> [What to work on]:
Go through the material under this sentence. Return every line holding "white".

> [Exercise materials]:
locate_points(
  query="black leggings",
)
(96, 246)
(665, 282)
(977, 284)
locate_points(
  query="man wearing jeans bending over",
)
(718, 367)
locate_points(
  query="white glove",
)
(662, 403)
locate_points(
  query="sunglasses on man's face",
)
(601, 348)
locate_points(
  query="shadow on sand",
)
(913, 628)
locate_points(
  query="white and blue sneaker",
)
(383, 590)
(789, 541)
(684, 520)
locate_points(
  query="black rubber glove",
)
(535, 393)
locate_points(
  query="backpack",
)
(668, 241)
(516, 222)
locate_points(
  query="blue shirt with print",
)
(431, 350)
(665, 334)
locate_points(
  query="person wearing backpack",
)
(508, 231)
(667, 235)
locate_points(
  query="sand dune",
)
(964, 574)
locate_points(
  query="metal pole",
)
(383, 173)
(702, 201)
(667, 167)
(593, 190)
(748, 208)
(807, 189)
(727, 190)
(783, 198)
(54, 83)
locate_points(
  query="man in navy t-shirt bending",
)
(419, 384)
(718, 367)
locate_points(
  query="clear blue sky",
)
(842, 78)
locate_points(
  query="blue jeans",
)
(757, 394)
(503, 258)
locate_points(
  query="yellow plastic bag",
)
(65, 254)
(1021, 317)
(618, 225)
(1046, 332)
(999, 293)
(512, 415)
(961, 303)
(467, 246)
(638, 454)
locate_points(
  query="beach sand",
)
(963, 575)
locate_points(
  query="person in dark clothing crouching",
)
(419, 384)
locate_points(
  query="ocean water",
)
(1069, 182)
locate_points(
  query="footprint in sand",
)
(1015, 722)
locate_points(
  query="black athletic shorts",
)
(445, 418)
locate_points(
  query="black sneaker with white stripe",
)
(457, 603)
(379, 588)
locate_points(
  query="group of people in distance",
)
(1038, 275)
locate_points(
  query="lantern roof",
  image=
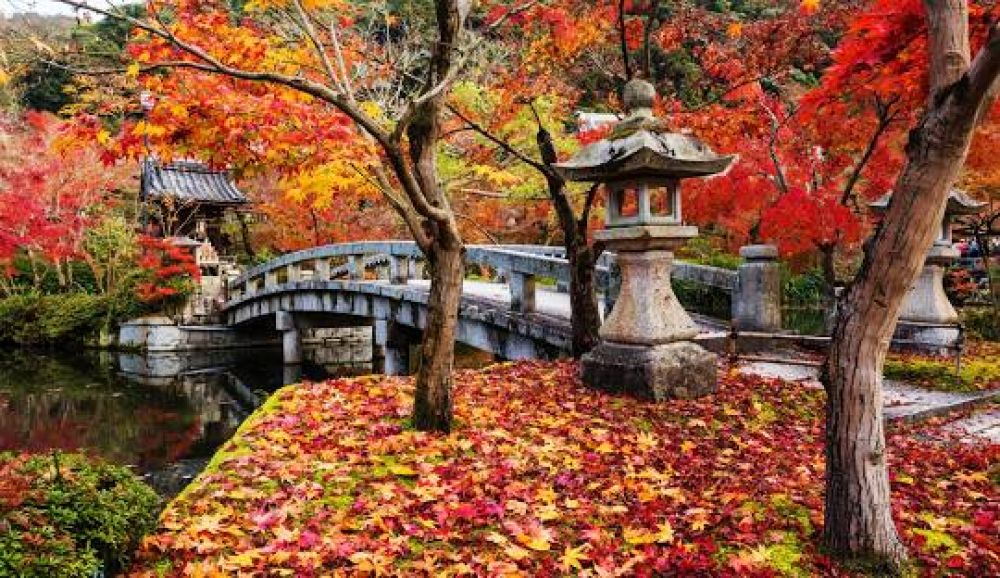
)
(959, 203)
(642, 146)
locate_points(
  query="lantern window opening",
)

> [Answer below]:
  query="white glove",
  query="white and blue sneaker",
  query="black sneaker with white stripe",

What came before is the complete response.